__Short task 1__. In the text on early maps of Creek settlement, what name does the DeLisle map of 1718 give to the northernmost Creek town along the Chattahoochee River?
__Short task 2__. In the records, repeat the lines from the one containing "detect woman with" through the end of the records, both ends included. Substitute "megaphone" for "microphone" and keep all else unchanged.

Eager to re-establish trade relations with the Creeks, English traders set out toward the west, mapping the locations of various tribes, rivers, and trading paths in the process. At the same time, the French and Spanish were trying to make political and economic inroads into Creek territory as well. As a result, there are a number of early 18th century through early 19th century maps that document the former locations of Creek settlement along the middle to upper Chattahoochee River, among the earliest of which is the 1708 Thomas Nairne inset (Image 3) included on the 1711 Crisp Map (also reproduced on the 1715 Moll map) which shows "Chattahoochees 80 men" as the northernmost peoples living on the Chattahoochee River (Smith 1992:35) at a point where a trail crosses the river. Likewise a map prepared sometime around 1715 (Swanton 1922:Plate 3) shows "Chattahuces 40 men" as the northernmost town located at the point where the "English Indian Trail" crosses the Chattahoochee River (Image 4).
Similarly, the DeLisle map of 1718 (Image 5) shows "Tchattaouchi" as the northernmost Creek town along the Chattahoochee River, although it interestingly shows no Indian trail and a town labeled "Kataapa" (Catawba?) well to the north toward the headwaters of the Chattahoochee river. The consistent identification of Chattahoochee as the uppermost Creek town on the above mentioned maps, as well as being shown at a point where a prominent trail crosses the river on the two English maps strongly suggests the route portrayed is what Crane (1929:134) refers to as the Upper Creek Path, the main trade route followed by the English in Carolina to reach the towns of the Upper Creeks living along the Tallapoosa River and to the Choctaw and Chickasaw tribes further west. The Upper Path is said to have run from Old Savannah Town near modern Augusta, to Coweta and Kashita Old Towns near the head of the Ocmulgee River, thence westward across the upper reaches of the Flint to Chattahoochee town before turning northwest toward Okfuskee on the upper reaches of the Tallapoosa (Crane 1929:134). This is the same route portrayed on the often cited Map of the British Colonies drawn and revised several times by John Mitchell between 1750-1755 (Image 6), a facsimile of which is published in Swanton (1922) and has recently been made digitally available on the internet along with a detailed discussion of its historical importance by the University of Southern Maine's Osher Map Library and Smith Center for Cartographic Education.

__Given entries__.
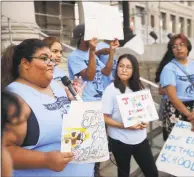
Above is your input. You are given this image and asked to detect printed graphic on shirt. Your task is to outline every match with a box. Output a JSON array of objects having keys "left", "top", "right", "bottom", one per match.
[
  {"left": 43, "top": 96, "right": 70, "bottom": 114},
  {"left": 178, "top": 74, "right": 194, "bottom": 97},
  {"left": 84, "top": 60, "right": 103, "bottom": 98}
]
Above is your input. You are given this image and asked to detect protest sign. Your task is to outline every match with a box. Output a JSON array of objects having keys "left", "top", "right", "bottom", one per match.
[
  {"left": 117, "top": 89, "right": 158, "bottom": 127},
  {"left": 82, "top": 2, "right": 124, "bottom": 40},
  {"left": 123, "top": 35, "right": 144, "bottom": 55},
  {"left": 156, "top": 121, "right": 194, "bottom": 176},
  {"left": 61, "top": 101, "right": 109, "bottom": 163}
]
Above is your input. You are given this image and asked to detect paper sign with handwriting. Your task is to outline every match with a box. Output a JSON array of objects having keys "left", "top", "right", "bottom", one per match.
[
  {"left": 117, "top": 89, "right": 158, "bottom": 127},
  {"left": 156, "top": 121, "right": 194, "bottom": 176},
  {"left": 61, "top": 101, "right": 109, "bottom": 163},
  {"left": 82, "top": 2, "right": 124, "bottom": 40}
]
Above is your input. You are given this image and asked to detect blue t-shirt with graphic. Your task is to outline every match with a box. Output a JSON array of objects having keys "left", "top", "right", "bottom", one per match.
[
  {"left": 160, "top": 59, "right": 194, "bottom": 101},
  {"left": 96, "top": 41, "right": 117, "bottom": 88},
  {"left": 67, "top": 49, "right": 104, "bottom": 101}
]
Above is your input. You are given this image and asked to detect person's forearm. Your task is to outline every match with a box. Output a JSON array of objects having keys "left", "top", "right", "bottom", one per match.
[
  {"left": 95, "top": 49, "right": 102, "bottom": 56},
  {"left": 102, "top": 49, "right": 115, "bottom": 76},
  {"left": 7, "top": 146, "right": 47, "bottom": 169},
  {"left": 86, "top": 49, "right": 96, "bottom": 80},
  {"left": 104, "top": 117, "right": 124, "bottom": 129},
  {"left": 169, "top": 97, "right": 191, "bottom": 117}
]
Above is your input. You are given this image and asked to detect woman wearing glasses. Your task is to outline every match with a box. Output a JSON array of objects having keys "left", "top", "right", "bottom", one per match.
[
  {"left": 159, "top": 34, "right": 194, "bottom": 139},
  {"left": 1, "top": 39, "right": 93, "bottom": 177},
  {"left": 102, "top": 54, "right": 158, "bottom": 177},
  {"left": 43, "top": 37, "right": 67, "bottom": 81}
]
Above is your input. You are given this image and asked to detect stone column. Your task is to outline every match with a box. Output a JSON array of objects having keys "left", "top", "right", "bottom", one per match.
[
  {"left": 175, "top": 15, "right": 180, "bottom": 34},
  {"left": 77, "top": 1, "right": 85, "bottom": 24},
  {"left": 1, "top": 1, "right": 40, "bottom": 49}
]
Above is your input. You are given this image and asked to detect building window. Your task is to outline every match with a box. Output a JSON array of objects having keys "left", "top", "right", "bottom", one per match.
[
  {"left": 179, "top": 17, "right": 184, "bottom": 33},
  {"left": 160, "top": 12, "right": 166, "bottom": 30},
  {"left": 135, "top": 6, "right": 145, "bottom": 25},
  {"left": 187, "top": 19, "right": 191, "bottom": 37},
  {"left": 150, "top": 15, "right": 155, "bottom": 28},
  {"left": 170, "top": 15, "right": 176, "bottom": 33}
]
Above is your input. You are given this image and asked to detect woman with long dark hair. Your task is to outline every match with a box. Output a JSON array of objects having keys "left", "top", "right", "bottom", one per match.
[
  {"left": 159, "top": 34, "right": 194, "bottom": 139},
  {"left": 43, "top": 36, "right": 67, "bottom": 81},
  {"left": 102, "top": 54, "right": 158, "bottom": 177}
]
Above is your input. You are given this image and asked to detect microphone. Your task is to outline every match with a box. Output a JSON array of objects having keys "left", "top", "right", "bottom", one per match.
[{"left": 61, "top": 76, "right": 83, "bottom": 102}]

__Solution 1__. Tchattaouchi

__Solution 2__.
Above is your input. You are given this image and asked to detect woman with long dark hair. Your task is to outline every match with a box. Output a JSON array of objects having keys "left", "top", "right", "bottom", one per match.
[
  {"left": 159, "top": 34, "right": 194, "bottom": 139},
  {"left": 43, "top": 36, "right": 67, "bottom": 81},
  {"left": 102, "top": 54, "right": 158, "bottom": 177}
]
Above is your input. You are given this image and asked to detect megaphone. Your task is to outline every match with a box. Output a JSON array of objects having keys "left", "top", "right", "bottom", one per match.
[{"left": 61, "top": 76, "right": 83, "bottom": 102}]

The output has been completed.